Saved entries:
◇ ◇ ◇ ◇ ◇
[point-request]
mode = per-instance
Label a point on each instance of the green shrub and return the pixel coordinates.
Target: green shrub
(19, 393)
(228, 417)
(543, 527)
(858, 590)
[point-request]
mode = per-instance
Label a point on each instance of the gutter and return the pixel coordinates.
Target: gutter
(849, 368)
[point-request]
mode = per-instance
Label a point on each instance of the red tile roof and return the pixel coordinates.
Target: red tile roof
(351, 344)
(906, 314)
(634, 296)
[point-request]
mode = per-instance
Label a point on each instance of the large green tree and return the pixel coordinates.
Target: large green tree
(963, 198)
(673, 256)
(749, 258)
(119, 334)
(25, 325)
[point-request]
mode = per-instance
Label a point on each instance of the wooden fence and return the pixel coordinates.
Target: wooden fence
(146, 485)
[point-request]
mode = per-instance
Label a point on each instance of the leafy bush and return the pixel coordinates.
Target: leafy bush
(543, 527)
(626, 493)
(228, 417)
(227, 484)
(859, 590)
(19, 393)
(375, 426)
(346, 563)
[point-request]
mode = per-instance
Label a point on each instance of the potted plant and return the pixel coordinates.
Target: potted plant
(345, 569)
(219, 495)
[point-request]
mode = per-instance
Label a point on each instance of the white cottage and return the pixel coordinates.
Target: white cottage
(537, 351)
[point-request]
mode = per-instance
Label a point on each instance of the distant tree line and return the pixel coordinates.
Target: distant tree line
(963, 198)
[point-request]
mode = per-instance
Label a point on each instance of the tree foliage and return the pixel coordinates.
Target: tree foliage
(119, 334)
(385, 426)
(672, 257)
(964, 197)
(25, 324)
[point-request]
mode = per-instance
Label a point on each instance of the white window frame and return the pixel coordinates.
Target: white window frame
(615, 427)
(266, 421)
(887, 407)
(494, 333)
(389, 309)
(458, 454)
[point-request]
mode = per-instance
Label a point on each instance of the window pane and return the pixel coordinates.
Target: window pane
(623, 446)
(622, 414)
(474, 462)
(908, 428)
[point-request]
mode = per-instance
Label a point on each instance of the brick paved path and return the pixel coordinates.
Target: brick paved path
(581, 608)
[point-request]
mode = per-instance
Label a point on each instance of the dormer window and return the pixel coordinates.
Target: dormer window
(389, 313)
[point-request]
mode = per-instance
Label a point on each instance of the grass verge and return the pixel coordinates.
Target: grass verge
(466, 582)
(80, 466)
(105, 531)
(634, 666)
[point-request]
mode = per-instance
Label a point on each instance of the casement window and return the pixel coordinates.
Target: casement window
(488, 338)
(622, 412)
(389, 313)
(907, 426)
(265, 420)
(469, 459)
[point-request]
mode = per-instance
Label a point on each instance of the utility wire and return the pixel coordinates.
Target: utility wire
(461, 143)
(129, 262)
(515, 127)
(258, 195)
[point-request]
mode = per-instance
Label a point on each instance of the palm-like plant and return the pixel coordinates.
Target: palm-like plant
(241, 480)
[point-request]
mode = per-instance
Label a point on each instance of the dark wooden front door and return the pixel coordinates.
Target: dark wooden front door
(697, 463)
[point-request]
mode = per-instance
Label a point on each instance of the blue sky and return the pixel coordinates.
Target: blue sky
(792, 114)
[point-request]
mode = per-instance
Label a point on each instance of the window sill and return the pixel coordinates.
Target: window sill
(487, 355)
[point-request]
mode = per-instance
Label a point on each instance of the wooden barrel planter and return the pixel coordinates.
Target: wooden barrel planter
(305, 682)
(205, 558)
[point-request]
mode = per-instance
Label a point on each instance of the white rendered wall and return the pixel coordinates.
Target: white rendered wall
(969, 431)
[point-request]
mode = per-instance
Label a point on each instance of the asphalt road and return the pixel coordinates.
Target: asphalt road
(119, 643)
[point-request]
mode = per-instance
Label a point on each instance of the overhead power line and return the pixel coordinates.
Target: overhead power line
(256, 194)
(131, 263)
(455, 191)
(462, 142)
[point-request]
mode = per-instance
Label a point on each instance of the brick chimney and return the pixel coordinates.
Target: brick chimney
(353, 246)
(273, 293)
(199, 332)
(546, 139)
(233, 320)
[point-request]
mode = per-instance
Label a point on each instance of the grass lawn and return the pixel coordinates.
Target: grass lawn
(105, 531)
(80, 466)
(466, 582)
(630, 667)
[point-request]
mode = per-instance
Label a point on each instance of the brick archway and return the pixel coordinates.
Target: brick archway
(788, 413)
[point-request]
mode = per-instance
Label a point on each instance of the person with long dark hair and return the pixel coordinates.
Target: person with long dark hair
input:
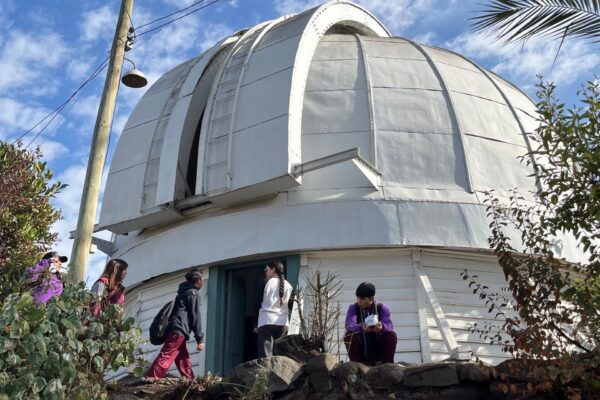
(109, 289)
(370, 337)
(272, 321)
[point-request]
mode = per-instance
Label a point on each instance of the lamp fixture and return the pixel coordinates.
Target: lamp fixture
(134, 78)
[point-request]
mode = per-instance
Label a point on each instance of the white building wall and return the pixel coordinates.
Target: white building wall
(462, 308)
(391, 271)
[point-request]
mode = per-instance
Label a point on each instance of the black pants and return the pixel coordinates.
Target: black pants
(267, 334)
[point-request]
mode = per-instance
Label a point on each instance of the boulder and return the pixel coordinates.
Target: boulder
(279, 373)
(296, 348)
(319, 372)
(436, 374)
(351, 377)
(472, 372)
(385, 375)
(350, 372)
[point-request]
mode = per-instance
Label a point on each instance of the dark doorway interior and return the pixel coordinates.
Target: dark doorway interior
(241, 293)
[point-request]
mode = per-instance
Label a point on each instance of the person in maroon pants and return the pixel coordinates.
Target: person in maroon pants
(370, 336)
(185, 318)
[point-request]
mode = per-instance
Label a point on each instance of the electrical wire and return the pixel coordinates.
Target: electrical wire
(170, 15)
(178, 18)
(58, 109)
(131, 36)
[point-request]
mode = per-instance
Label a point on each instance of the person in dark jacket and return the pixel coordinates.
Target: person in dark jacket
(185, 318)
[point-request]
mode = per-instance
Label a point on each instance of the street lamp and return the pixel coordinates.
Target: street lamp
(93, 175)
(134, 78)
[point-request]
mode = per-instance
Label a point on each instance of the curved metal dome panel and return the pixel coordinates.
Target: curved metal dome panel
(434, 131)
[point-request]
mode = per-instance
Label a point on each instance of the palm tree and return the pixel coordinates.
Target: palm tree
(519, 20)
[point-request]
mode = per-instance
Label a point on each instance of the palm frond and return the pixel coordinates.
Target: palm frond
(519, 20)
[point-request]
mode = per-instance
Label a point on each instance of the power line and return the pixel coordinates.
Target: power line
(178, 18)
(54, 113)
(170, 15)
(58, 109)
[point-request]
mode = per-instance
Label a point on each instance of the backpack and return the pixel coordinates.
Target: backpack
(158, 328)
(359, 317)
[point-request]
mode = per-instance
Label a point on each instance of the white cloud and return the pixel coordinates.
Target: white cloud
(86, 107)
(523, 63)
(52, 150)
(79, 69)
(98, 23)
(25, 61)
(17, 117)
(68, 201)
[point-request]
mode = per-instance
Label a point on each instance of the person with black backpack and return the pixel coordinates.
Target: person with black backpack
(184, 318)
(370, 337)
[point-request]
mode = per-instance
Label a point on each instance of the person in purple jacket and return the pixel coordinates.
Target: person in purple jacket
(370, 337)
(45, 277)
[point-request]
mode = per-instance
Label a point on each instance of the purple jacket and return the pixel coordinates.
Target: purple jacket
(352, 324)
(45, 284)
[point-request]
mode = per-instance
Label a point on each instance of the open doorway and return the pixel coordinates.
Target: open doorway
(240, 298)
(232, 291)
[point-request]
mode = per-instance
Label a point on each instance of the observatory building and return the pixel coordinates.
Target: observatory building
(320, 140)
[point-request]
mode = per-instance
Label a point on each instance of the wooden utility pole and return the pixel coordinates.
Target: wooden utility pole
(93, 175)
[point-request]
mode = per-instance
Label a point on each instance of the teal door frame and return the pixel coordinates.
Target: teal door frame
(217, 284)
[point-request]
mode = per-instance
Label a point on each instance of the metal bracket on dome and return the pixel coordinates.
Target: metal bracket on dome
(367, 169)
(105, 246)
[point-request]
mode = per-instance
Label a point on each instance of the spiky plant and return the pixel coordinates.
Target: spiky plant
(520, 20)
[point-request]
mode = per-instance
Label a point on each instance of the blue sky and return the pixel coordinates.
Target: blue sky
(48, 48)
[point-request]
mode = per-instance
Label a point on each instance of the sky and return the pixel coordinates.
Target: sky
(48, 48)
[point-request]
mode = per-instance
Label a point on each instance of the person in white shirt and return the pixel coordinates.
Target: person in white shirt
(273, 310)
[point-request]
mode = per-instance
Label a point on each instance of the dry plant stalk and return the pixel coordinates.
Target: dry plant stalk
(318, 310)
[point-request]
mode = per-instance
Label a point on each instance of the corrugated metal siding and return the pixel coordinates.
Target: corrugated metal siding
(461, 307)
(393, 278)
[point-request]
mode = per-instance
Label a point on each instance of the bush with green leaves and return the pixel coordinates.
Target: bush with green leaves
(26, 212)
(553, 309)
(59, 350)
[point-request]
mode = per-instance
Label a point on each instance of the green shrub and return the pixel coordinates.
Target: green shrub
(58, 350)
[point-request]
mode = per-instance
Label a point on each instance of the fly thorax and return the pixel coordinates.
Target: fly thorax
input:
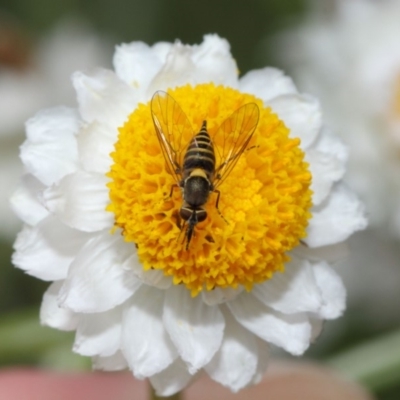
(196, 190)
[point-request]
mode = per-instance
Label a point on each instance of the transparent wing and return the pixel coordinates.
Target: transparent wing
(233, 137)
(173, 130)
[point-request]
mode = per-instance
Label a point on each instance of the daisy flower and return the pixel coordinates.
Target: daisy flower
(43, 81)
(350, 58)
(102, 217)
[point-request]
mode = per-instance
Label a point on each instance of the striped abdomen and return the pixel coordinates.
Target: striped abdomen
(200, 154)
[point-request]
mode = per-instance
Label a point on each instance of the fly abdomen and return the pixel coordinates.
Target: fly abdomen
(200, 153)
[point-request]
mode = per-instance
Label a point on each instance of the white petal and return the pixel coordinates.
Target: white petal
(317, 325)
(80, 201)
(136, 64)
(116, 362)
(235, 363)
(263, 360)
(172, 379)
(195, 328)
(99, 334)
(331, 253)
(333, 291)
(25, 200)
(54, 316)
(210, 61)
(301, 114)
(336, 218)
(267, 83)
(103, 97)
(145, 342)
(219, 296)
(50, 151)
(47, 250)
(178, 70)
(214, 62)
(95, 143)
(293, 291)
(152, 277)
(325, 170)
(327, 159)
(291, 332)
(99, 278)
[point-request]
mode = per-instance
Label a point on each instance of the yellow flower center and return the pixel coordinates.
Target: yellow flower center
(263, 205)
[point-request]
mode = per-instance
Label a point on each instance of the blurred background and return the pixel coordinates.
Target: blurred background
(347, 53)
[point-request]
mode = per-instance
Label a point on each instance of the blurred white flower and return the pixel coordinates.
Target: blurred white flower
(350, 58)
(43, 81)
(123, 278)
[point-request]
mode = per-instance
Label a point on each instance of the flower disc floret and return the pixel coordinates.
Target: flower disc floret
(265, 200)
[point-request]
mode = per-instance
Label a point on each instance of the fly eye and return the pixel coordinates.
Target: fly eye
(185, 213)
(201, 215)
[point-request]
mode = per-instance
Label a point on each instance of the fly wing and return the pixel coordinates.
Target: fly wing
(233, 137)
(173, 129)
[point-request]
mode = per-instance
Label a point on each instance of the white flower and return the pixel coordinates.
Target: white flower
(134, 314)
(42, 83)
(351, 60)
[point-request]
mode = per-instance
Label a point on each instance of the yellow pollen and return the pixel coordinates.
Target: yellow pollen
(264, 203)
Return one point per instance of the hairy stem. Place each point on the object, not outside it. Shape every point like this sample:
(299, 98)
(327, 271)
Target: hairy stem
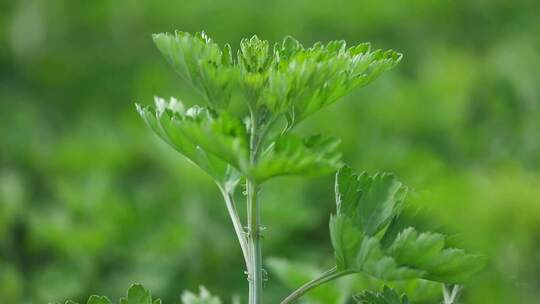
(323, 278)
(254, 219)
(254, 239)
(237, 224)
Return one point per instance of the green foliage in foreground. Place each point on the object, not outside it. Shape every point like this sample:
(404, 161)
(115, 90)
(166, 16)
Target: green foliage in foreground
(387, 296)
(252, 143)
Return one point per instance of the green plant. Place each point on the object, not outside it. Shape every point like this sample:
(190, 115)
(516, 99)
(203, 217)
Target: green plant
(251, 141)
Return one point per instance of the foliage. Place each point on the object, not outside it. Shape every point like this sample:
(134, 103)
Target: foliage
(290, 83)
(387, 296)
(136, 294)
(88, 204)
(367, 205)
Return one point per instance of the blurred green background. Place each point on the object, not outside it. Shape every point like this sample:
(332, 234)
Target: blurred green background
(91, 201)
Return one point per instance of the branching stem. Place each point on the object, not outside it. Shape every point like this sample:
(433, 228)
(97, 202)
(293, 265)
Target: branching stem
(323, 278)
(237, 224)
(254, 222)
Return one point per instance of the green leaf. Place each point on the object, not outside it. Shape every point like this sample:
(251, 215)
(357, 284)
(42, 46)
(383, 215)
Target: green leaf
(366, 205)
(427, 251)
(296, 274)
(302, 81)
(208, 140)
(202, 63)
(204, 297)
(370, 201)
(288, 79)
(292, 155)
(137, 294)
(98, 300)
(387, 296)
(356, 252)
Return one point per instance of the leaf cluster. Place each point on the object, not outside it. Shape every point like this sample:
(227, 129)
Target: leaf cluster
(367, 236)
(281, 86)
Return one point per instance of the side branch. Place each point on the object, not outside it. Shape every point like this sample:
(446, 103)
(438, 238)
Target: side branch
(237, 224)
(327, 276)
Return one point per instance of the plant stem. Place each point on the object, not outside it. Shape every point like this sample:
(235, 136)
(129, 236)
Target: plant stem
(254, 239)
(254, 218)
(237, 224)
(323, 278)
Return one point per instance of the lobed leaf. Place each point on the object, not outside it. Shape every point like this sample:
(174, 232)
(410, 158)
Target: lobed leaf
(364, 241)
(217, 144)
(288, 79)
(292, 155)
(427, 251)
(136, 294)
(204, 297)
(202, 63)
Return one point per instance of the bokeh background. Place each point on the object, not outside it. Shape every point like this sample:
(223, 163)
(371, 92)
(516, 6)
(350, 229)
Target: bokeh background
(91, 201)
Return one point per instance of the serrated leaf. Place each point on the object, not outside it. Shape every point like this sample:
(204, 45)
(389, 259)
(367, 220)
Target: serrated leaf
(98, 300)
(365, 207)
(288, 79)
(427, 251)
(356, 252)
(292, 155)
(302, 81)
(387, 296)
(371, 202)
(137, 294)
(191, 131)
(202, 63)
(204, 297)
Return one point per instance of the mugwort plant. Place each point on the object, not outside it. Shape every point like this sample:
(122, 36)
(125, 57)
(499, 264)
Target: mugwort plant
(245, 146)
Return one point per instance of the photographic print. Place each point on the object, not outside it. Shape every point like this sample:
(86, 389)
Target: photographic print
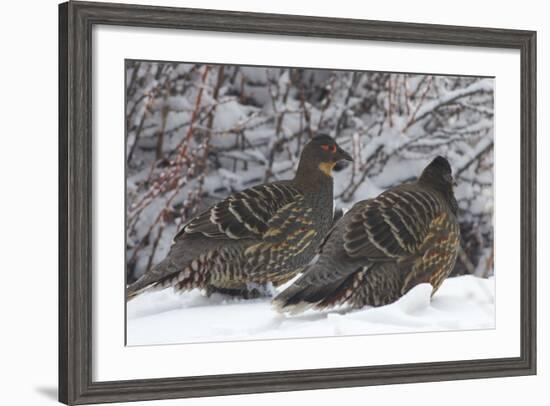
(287, 202)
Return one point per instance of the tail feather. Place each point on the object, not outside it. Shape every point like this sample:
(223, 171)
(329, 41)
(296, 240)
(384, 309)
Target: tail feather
(166, 274)
(305, 293)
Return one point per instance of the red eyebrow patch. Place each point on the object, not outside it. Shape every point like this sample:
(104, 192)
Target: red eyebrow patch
(331, 148)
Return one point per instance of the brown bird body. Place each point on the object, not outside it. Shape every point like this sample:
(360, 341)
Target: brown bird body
(383, 247)
(264, 234)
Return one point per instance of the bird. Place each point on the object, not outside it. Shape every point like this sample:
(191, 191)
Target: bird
(383, 247)
(260, 236)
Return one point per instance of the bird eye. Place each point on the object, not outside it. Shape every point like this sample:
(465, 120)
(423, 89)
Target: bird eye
(331, 148)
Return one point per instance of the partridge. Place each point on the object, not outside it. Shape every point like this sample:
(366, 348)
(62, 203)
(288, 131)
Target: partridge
(383, 247)
(261, 235)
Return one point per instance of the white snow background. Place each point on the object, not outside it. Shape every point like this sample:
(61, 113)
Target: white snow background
(164, 317)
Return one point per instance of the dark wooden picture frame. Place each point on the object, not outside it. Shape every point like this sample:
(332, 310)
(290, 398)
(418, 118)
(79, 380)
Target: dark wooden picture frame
(76, 20)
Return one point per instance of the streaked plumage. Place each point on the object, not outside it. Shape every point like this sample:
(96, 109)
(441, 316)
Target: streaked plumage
(264, 234)
(384, 246)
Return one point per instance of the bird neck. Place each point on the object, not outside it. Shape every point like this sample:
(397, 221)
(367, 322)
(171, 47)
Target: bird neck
(445, 189)
(314, 177)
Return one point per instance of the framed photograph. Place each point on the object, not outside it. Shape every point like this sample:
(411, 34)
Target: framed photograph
(257, 203)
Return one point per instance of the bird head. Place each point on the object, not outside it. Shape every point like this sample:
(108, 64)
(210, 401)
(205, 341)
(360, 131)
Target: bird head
(439, 172)
(439, 176)
(323, 153)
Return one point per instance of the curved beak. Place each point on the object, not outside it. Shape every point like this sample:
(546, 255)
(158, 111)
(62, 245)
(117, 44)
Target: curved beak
(341, 154)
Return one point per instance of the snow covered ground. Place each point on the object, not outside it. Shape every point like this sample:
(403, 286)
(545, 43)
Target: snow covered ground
(462, 303)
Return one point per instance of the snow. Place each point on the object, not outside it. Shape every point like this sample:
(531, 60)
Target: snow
(165, 317)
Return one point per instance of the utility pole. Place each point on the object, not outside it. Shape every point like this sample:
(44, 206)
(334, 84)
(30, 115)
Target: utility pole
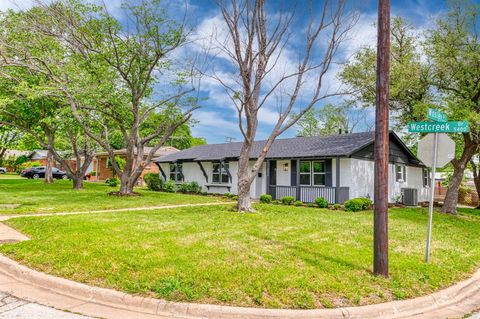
◇ ◇ ◇ ◇ ◇
The result should be every line that contains "thorax", copied from the entries.

_RESULT_
Label a point on each instance of the fly thorax and return the pixel coordinates.
Target: fly thorax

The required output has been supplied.